━━ Provided data

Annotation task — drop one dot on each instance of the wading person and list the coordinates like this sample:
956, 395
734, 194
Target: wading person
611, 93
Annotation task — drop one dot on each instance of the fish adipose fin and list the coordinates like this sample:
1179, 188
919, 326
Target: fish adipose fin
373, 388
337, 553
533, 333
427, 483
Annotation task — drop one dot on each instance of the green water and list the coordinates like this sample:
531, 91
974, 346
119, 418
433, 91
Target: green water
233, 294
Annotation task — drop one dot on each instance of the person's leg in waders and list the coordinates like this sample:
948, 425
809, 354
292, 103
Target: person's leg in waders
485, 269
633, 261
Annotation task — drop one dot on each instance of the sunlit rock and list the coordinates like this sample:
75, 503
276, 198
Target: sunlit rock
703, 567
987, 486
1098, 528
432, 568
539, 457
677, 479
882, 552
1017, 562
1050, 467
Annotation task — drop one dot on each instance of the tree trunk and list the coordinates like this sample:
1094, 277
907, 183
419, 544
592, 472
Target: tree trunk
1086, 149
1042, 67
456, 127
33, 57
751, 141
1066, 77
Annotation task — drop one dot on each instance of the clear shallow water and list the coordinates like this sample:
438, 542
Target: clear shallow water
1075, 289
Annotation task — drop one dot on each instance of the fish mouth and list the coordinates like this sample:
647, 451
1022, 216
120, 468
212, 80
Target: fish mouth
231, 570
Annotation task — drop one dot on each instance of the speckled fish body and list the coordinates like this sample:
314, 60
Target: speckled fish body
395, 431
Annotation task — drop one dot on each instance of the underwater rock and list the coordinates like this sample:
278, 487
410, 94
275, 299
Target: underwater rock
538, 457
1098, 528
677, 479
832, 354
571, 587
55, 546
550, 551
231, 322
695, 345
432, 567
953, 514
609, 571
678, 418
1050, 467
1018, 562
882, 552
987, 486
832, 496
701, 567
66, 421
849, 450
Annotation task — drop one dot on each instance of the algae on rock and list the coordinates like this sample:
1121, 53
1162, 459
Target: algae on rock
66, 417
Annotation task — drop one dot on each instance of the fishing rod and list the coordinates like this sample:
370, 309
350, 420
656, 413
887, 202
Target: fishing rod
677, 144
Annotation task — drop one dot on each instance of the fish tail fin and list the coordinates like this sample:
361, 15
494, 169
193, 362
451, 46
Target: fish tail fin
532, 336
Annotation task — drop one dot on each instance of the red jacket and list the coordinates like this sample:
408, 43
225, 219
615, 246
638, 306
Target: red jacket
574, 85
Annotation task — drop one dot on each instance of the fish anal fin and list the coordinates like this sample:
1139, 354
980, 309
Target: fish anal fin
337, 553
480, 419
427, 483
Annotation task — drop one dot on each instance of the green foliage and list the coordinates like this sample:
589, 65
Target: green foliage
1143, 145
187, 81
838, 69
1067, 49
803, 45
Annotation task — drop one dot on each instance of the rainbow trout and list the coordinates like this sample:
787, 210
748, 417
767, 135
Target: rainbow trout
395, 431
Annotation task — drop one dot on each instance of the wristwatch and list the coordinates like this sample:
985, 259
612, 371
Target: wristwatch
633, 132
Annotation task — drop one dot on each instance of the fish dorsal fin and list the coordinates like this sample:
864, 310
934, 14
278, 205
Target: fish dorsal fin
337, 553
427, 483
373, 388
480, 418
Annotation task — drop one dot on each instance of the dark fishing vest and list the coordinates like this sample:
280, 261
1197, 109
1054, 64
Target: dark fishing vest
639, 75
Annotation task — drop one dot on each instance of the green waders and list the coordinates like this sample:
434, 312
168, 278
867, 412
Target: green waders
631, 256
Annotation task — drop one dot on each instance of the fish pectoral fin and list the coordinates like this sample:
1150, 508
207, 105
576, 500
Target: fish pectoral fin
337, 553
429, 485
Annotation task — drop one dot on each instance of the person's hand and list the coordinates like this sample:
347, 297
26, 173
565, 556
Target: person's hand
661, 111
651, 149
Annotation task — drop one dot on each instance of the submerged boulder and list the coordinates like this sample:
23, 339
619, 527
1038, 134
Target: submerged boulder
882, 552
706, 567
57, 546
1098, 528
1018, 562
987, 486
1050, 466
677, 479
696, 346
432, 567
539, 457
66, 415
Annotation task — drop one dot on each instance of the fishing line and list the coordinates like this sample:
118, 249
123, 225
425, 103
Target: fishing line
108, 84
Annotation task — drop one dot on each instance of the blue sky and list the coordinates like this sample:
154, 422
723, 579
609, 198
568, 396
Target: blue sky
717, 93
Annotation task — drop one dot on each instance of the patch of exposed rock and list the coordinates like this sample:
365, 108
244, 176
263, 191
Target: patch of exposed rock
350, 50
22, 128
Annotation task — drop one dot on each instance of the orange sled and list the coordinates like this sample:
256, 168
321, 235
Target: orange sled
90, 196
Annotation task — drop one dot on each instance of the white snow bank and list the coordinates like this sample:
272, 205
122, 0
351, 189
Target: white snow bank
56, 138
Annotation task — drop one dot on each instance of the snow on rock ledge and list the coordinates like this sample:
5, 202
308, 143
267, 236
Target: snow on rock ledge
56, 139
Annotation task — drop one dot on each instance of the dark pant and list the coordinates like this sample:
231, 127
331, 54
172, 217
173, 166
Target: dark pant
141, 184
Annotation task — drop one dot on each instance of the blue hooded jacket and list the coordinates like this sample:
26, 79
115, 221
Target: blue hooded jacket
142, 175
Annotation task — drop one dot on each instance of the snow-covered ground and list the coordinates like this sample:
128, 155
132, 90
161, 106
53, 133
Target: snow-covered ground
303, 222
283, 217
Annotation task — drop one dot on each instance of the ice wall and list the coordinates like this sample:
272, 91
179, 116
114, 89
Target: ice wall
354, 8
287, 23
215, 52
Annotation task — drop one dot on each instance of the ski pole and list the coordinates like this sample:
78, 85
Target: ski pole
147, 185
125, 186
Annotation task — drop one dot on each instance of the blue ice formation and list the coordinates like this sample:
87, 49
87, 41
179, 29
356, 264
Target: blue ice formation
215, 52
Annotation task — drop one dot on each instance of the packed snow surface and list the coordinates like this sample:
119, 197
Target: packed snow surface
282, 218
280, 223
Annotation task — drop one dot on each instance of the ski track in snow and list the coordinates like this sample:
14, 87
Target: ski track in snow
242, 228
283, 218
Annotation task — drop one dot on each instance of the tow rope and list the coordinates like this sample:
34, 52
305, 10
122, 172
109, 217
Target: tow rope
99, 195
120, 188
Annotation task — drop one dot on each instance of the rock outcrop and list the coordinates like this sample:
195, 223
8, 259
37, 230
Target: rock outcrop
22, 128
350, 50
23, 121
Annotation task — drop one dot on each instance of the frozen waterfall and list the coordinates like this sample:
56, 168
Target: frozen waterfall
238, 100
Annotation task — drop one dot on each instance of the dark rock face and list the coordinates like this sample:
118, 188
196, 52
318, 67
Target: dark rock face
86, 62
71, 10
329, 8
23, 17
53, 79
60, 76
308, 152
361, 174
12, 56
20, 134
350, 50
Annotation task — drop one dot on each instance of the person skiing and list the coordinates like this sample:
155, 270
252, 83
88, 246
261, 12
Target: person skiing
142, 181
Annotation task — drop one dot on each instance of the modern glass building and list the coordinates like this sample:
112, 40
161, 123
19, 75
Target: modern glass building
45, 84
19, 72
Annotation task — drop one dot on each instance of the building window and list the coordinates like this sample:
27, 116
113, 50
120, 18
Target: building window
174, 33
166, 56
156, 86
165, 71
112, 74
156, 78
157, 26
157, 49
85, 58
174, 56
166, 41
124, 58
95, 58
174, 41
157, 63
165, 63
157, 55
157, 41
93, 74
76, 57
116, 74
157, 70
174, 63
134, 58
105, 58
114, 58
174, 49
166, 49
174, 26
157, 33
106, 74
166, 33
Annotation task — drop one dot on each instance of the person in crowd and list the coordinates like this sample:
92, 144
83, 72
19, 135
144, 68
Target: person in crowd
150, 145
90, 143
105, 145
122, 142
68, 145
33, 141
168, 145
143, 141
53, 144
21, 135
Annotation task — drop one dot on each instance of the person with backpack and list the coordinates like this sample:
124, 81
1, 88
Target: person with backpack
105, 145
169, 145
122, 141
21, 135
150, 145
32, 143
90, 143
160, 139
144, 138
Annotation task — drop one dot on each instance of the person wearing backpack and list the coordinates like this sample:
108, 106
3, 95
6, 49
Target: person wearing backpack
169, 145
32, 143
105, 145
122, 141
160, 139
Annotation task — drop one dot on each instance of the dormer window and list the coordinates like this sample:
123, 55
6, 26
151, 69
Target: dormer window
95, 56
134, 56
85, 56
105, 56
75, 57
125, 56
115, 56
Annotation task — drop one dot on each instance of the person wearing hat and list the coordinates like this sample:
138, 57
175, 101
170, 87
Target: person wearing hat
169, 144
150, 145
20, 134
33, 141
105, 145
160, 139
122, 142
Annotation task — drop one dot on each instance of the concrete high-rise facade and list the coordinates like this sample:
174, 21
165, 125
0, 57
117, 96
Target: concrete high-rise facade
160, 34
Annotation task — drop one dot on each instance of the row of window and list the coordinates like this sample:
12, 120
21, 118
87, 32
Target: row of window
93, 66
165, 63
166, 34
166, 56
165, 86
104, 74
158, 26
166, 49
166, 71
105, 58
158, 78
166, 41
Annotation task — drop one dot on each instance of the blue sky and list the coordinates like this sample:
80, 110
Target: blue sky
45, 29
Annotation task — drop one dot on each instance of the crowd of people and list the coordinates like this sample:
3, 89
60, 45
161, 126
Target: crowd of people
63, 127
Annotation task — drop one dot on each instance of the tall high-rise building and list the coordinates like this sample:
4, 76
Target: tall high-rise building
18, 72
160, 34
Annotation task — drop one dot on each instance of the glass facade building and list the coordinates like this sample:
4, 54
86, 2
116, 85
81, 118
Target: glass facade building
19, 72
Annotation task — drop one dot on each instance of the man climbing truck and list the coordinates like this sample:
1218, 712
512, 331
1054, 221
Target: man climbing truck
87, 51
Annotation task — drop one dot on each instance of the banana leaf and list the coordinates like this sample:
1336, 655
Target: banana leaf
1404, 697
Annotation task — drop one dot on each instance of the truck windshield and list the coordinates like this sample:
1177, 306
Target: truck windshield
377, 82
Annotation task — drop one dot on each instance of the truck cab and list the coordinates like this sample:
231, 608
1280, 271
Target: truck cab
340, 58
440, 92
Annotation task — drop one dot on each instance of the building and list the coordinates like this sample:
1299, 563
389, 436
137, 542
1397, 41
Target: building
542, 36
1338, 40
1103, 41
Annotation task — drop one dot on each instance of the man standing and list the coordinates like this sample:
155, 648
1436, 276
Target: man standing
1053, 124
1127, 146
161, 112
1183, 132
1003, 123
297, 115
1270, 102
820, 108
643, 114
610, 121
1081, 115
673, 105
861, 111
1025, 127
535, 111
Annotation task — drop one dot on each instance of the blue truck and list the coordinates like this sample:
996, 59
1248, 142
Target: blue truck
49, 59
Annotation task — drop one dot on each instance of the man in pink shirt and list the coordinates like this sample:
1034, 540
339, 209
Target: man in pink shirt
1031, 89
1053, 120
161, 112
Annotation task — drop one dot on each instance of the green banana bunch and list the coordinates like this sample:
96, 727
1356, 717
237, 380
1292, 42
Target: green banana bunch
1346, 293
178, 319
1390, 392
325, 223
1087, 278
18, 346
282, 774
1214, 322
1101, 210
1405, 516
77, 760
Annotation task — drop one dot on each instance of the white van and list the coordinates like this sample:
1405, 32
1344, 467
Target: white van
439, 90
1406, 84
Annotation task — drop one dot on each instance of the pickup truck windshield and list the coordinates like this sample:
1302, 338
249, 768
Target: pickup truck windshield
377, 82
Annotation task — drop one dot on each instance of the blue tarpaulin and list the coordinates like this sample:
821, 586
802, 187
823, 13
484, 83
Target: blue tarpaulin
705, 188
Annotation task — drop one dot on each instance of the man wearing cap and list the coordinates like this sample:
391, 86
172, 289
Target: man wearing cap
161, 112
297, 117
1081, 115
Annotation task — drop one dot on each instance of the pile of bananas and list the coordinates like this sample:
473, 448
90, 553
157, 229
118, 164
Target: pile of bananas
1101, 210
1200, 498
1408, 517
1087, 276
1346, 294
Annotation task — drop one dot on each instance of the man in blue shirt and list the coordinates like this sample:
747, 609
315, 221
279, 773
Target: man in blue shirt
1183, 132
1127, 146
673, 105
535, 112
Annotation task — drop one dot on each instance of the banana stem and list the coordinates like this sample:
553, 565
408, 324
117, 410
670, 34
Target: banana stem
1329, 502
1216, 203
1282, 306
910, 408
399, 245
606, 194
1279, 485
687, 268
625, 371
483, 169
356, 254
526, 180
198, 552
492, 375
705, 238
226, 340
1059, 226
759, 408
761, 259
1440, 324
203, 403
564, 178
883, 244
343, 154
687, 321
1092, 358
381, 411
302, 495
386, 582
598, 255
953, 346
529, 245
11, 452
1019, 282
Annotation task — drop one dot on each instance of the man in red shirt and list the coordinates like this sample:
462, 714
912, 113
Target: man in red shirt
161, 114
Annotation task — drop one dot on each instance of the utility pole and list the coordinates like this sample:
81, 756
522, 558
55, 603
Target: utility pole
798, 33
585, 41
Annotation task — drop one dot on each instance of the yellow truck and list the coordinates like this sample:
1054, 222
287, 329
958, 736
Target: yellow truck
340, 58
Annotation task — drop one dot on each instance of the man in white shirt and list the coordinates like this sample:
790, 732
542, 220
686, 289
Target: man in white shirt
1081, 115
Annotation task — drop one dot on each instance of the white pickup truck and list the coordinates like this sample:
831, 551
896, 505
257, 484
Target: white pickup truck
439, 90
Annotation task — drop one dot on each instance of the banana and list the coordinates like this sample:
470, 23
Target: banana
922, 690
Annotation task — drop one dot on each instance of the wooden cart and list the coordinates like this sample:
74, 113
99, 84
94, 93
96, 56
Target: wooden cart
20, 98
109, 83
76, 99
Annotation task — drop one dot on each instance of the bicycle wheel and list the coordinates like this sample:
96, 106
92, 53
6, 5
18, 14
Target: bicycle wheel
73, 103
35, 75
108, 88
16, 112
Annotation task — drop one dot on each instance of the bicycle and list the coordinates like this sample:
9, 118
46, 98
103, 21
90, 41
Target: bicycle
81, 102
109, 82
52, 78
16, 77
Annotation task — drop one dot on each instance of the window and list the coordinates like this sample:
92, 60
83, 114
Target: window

━━━━

**Stated goal:**
Can you convert the lines from the one containing "of the window" through the end of the listing, both included, into a JSON list of strings with one string per line and blank lines left out?

**Reply:**
[
  "Annotation task — drop one dot on each instance of the window and list the coordinates like this sample:",
  "92, 60",
  "83, 114",
  "Target: window"
]